__Consignes de l'exercice__:
1 > Répondez aux questions suivantes à partir du passage sur la perte du logement.
(a) D'après le titre, que perd-on en plus de son travail ?
(b) Qu'est-ce qui sera exigé pour conserver ou trouver un travail ?
(c) En quelle année et chez quel éditeur l'ouvrage cité a-t-il paru ?
2 > Reprenez le passage sur la perte du logement là où il s'arrête, puis poursuivez-le par quelques phrases.

__Passage du texte__:
==================================================

Vous avez perdu votre travail ? Perdez donc aussi votre logement…

" Quelle corrélation raisonnable peut-il y avoir, par exemple, entre perdre un travail et se faire expulser, se retrouver à la rue ? La punition n'a aucune commune mesure avec le motif avancé, donné pour évident. Que soit traité comme un crime le fait de ne pas pouvoir payer, de ne plus pouvoir payer, de ne pas réussir à payer, est déjà en soi surprenant, si l'on y réfléchit. Mais être ainsi châtié, jeté à la rue, pour n'avoir plus été en mesure de régler un loyer parce que l'on n'a plus de travail [...] relève du démentiel ou d'une perversité délibérée. D'autant plus qu'un domicile sera exigé pour conserver ou trouver ce travail qui seul permettrait se retrouver un domicile. [...] Ce n'est pas seulement injuste, c'est d'une atroce absurdité, d'une bêtise consternante, qui rend comiques les allures suffisantes de nos sociétés dites civilisées. " (p. 68 de L'horreur économique par Viviane Forrester – 1996 – Fayard)

==================================================

__Extrait des données__:
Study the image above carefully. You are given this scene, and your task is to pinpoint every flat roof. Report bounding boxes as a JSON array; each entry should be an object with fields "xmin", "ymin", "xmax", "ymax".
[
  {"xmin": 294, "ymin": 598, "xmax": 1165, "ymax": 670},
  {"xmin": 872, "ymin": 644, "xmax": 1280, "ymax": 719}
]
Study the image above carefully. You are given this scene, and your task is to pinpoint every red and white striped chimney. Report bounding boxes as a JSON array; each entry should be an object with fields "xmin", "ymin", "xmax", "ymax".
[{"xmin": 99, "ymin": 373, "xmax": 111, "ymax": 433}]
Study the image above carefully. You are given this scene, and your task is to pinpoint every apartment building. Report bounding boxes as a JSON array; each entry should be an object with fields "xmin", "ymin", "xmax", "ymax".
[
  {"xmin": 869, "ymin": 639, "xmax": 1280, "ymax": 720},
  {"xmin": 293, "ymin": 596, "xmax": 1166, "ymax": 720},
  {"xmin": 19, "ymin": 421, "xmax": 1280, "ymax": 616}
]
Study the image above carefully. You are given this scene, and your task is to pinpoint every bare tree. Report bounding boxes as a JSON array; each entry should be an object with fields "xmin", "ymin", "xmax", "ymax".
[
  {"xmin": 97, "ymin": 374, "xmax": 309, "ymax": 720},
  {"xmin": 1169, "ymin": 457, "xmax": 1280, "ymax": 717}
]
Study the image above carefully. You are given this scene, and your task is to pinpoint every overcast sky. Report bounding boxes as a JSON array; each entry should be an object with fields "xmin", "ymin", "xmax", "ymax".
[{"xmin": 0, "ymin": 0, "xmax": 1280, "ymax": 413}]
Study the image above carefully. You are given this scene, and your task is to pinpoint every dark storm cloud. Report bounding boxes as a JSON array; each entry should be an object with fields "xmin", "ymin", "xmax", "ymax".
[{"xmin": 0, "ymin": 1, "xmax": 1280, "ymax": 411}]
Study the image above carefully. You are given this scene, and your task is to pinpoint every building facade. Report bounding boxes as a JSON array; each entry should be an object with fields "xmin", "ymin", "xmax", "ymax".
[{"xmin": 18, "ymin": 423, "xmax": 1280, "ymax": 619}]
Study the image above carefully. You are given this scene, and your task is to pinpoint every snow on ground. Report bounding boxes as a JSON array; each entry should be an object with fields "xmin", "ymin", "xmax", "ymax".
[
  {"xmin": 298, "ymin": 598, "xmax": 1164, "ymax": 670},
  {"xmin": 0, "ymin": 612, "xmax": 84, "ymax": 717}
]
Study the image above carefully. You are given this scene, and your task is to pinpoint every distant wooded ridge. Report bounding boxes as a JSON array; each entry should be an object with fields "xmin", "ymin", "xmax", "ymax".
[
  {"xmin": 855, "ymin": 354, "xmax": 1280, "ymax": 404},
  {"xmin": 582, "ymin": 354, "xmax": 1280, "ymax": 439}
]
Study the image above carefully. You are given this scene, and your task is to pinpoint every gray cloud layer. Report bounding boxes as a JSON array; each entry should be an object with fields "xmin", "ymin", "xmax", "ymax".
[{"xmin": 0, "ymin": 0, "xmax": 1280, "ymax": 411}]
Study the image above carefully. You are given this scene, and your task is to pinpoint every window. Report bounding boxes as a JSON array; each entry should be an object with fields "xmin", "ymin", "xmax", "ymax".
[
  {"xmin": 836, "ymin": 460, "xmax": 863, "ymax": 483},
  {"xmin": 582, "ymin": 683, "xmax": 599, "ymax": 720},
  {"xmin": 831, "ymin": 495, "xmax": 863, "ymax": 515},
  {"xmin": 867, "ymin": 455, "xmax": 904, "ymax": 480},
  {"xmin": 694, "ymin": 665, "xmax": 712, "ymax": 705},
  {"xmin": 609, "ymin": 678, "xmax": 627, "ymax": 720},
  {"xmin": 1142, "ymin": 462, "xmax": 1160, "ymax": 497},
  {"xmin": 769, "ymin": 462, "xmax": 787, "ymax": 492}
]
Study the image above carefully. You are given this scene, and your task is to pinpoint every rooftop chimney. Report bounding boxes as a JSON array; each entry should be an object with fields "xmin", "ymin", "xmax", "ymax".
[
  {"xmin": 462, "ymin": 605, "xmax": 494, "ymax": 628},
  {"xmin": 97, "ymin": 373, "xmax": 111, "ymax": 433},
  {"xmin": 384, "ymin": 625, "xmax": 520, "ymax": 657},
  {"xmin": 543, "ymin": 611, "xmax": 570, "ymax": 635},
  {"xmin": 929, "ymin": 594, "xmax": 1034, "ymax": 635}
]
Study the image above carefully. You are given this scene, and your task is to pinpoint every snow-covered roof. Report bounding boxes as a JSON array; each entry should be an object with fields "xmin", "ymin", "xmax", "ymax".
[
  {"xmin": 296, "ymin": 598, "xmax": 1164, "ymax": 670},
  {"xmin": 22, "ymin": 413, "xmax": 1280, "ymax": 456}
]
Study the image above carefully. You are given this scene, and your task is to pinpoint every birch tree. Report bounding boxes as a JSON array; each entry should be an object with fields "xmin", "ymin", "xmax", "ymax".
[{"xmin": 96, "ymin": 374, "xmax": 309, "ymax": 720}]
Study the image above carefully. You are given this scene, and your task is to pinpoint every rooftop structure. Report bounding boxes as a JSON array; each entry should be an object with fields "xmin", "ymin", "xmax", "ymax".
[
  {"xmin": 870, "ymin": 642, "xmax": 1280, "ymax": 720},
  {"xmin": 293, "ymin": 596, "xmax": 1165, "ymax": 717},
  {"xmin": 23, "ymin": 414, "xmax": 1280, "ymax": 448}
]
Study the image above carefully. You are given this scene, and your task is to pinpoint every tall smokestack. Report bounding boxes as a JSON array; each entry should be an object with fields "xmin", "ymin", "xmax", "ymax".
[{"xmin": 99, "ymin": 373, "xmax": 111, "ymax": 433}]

==================================================

__Résultats attendus__:
1 >
(a) On perd aussi son logement.
(b) Un domicile sera exigé.
(c) L'ouvrage a paru en 1996 chez Fayard.

2 >
 

 

Dresser les pauvres contre les pauvres pour mieux régner

" Faire ici une différence entre Français de souche et enfants d'immigrés ayant ou non droit à la citoyenneté française, reviendrait à tomber dans l'un des pièges destinés à distraire de l'essentiel pour régner. Il s'agit avant tout de pauvres. Et de pauvreté. " (p. 84 de L'horreur économique par Viviane Forrester – 1996 – Fayard)

 

" Même si on dresse des pauvres contre des pauvres, des opprimés contre des opprimés et non contre les oppresseurs, contre ce qui opprime, c'est cette condition-là qui est visée, brimée, et que l'on répudie. On a rarement vu, à notre connaissance, un émir expulsé, " scotché " dans un charter ! " (p. 84 de L'horreur économique par Viviane Forrester – 1996 – Fayard)

 

 

La violence des pauvres justifie leur rejet

" Ils ne peuvent secouer leur sort et leur joug que par des moyens détournés, souvent dans la violence, dans l'illégalité, qui les affaiblissent davantage et répondent en un sens aux vœux de ceux qui ont intérêt à les maintenir à l'écart dans cet abandon, ainsi justifié. " (p. 89 de L'horreur économique par Viviane Forrester – 1996 – Fayard)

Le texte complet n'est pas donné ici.